▶ **WRITTEN PROBLEM A**
Select every line of the listing that contains the string "foliage" and copy each one.

===== TEXT SEGMENT =====

Applicability statement, ultimate paragraph, I have a little bit of a hard time parsing:
The metric can only handle a certain range of packet loss and unicast
data-rate. Maximum packet loss is "ETX 8" (1 of 8 packets is
successfully sent to the receiver, without link layer
retransmissions), the unicast data-rate can be between 1 kBit/s and 2
GBit/s. The metric has been designed for data-rates of 1 MBit/s and
hundreds of MBit/s.

Specifically,”The metric” — that corresponds to what? "The DAT metric" (if
so, then I suggest saying that). A little bit later, you talk about “ETX 8” —
which to someone versed in over-the-air metrics isn’t gibberish, but which
to someone who’s not, most definitely is. The notation “ETX 8” is
not introduced - can you rephrase that? Perhaps by simply removing
“ETX 8” and expanding on the parenthesis?

Probably a nit, but isn’t the title for section 4 wrong (I think that it is “rationalE”)?

Section 4, first paragraph:

OLD:
The Directional Airtime Metric has been inspired by the publications
on the ETX [MOBICOM03] and ETT [MOBICOM04] metric, but has several
key differences.

NEW:
The Directional Airtime Metric has been inspired by the publications
on the ETX [MOBICOM03] and ETT [MOBICOM04] metric, but differs from
both of these in several ways.

Section 4, general:
Thank you for this section, this rationale is very helpful and educative, and
establishes the relationship to RFC7181 quite well.

Section 6, I have some general questions:
Any of these need to be exchanged between two routers, over the air?
I am asking because either it is too specific, or too vague?
“Floating point number between 1,0 and 2.0, large enough to….”

Section 6.1 “Recommended Values”
This almost reads as if it could be part of the “The Experiment” section, thus:

“In the community networks, where this has been deployed, which
includes […], [….], and [….], the values below were those which
experiments showed to work satisfactory. Understanding that these
networks represent one type of OLSRv2 deployments, and may not
be representative for all possible OLSRv2 deployments, nor even for
all possible community network deployments, this leads to two questions,
where further experimentation is required:

o Is this set of parameters generally applicable to Community
Mesh Networks, or are there adaptations required?

===== EXERCISE INPUTS =====

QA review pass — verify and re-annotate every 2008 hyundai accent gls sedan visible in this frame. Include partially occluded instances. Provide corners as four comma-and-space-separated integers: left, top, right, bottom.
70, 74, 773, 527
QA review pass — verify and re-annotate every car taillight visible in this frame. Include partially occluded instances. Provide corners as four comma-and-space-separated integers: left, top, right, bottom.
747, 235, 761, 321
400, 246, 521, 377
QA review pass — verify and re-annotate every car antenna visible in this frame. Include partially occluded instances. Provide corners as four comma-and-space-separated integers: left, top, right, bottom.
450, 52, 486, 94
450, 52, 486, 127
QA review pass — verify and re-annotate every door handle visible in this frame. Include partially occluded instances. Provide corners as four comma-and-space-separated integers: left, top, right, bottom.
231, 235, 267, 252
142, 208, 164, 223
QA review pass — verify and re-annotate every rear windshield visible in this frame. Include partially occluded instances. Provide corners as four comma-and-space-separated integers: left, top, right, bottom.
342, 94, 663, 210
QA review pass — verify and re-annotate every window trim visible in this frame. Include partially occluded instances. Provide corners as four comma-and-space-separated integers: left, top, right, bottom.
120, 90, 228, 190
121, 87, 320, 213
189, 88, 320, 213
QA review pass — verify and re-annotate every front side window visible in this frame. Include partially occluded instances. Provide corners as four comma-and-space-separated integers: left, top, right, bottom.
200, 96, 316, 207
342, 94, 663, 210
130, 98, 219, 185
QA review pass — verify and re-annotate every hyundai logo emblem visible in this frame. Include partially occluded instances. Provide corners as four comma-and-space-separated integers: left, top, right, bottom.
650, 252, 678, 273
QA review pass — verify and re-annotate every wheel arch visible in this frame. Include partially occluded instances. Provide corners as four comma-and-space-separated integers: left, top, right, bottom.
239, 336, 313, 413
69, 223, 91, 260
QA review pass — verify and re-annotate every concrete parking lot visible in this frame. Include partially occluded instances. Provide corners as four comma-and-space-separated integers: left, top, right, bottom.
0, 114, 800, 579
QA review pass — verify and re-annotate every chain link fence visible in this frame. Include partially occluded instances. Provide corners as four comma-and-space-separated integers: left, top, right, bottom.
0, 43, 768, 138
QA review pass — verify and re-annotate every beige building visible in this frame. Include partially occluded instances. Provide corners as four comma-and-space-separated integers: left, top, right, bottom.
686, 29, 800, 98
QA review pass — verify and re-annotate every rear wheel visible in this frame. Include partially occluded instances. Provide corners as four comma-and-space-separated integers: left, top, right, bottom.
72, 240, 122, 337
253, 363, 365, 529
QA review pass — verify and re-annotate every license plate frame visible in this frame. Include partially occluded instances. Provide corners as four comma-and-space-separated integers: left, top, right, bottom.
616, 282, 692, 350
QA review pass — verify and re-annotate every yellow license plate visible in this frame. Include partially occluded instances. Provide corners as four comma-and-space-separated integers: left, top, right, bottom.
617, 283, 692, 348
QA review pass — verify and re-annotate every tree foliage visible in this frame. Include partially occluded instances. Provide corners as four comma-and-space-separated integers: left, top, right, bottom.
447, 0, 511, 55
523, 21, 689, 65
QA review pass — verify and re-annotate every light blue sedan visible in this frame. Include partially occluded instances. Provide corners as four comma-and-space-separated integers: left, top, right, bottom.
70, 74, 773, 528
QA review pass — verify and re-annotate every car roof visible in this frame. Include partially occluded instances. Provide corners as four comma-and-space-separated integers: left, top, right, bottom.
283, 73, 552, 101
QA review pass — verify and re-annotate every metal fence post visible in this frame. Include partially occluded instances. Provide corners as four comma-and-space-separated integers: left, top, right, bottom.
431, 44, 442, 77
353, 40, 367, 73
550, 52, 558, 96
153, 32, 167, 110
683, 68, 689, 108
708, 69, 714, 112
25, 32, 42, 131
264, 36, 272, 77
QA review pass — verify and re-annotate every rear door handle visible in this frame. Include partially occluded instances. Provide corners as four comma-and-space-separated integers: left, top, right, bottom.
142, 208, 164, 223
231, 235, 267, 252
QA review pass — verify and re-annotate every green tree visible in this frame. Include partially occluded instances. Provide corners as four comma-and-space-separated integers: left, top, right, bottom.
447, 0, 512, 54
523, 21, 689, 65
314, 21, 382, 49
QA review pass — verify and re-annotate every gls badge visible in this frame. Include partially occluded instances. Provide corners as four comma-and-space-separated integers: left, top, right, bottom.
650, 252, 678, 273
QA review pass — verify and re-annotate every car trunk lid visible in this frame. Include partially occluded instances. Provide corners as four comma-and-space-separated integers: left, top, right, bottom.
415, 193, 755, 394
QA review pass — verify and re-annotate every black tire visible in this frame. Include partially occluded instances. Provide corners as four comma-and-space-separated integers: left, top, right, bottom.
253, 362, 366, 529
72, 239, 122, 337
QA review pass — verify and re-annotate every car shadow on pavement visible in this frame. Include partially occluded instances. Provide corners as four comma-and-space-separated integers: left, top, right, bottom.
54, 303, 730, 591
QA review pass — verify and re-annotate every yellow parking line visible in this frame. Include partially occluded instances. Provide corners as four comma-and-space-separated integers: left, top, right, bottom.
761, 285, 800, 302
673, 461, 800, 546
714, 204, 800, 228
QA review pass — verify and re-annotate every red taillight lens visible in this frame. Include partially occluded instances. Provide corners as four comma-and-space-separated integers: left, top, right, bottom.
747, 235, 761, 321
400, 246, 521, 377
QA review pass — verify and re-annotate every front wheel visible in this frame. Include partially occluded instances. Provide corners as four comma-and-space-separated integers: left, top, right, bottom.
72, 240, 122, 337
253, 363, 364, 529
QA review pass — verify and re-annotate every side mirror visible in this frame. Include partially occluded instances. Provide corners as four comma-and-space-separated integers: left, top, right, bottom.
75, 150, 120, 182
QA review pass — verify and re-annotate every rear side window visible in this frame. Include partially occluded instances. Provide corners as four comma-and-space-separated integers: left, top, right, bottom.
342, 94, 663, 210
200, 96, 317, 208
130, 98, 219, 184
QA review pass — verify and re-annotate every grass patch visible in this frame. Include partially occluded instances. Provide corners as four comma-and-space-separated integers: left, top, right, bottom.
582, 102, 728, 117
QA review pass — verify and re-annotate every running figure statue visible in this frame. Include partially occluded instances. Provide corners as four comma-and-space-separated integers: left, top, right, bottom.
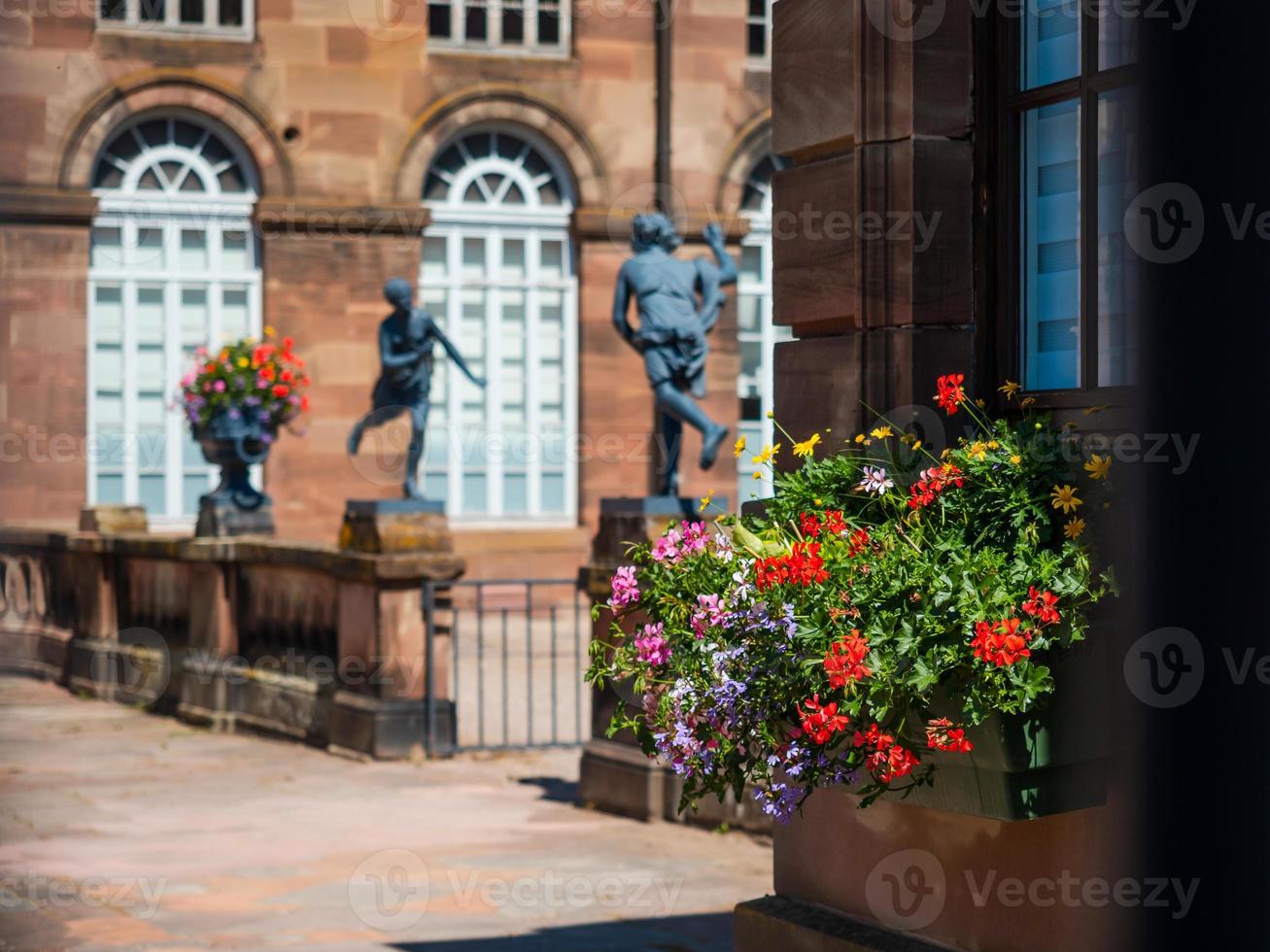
348, 278, 485, 499
613, 214, 737, 496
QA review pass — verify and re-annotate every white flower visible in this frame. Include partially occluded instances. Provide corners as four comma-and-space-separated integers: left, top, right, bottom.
714, 531, 736, 562
860, 466, 895, 496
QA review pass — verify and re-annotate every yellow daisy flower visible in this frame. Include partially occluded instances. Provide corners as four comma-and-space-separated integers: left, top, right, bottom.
750, 443, 781, 466
1084, 453, 1112, 480
1049, 485, 1084, 513
794, 433, 820, 457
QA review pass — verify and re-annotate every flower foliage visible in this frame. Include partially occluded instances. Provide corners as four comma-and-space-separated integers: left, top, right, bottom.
181, 327, 309, 439
588, 374, 1113, 820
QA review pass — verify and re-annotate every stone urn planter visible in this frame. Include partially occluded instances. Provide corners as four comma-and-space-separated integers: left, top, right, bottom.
194, 413, 276, 535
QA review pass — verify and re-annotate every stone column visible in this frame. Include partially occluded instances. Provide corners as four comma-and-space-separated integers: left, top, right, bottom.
736, 0, 1128, 952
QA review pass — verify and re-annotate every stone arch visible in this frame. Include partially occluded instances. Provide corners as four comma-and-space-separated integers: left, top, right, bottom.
389, 84, 608, 207
57, 70, 294, 197
715, 109, 772, 212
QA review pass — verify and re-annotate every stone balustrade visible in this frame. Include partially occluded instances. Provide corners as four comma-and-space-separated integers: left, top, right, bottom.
0, 527, 463, 758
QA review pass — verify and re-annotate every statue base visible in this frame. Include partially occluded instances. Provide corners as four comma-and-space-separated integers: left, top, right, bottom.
194, 493, 276, 538
80, 504, 150, 535
339, 499, 454, 555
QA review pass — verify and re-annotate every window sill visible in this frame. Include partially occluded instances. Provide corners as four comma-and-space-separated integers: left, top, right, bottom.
96, 20, 256, 43
426, 40, 576, 65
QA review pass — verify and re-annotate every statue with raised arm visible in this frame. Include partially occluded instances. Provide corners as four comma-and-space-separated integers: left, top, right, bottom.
348, 278, 485, 499
613, 214, 737, 496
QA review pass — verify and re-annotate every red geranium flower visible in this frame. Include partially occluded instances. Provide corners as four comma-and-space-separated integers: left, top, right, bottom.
799, 695, 848, 744
824, 629, 873, 688
1023, 585, 1063, 625
926, 717, 974, 754
935, 373, 965, 417
971, 618, 1033, 667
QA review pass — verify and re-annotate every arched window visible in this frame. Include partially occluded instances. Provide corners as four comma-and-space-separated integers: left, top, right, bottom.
419, 128, 578, 522
87, 115, 260, 526
737, 154, 793, 500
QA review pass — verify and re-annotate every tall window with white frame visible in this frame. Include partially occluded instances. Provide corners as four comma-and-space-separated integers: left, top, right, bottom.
737, 154, 793, 501
428, 0, 571, 55
87, 115, 260, 526
419, 128, 578, 523
96, 0, 256, 40
1001, 0, 1137, 404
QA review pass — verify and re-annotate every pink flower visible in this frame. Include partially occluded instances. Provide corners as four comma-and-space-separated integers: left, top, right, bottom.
653, 529, 683, 564
683, 519, 710, 555
608, 564, 638, 608
692, 595, 728, 638
635, 622, 670, 666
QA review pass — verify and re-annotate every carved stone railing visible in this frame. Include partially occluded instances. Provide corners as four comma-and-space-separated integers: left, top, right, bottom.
0, 527, 463, 757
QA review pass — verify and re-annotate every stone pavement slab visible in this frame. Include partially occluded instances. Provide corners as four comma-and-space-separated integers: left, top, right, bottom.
0, 678, 771, 952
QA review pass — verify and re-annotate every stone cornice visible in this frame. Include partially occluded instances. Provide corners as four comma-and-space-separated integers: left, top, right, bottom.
0, 186, 96, 227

=====

▶ **WRITTEN PROBLEM B**
Answer these questions from the review comments above:
(i) Between which two unicast data-rates can the metric operate, according to the applicability statement?
(ii) Publications on which two metrics inspired the Directional Airtime Metric?
(iii) Which RFC does the reviewer say section 4 establishes the relationship to?

▶ **WORKED ANSWER A**
QA review pass — verify and re-annotate every tree foliage visible in this frame. Include partially occluded instances. Provide corners as four comma-and-space-separated integers: left, top, right, bottom.
QA review pass — verify and re-annotate every flower foliage visible in this frame. Include partially occluded instances. Provide corners as four comma-and-space-separated integers: left, top, right, bottom.

▶ **WORKED ANSWER B**
(i) Between 1 kBit/s and 2 GBit/s.
(ii) ETX and ETT.
(iii) RFC7181.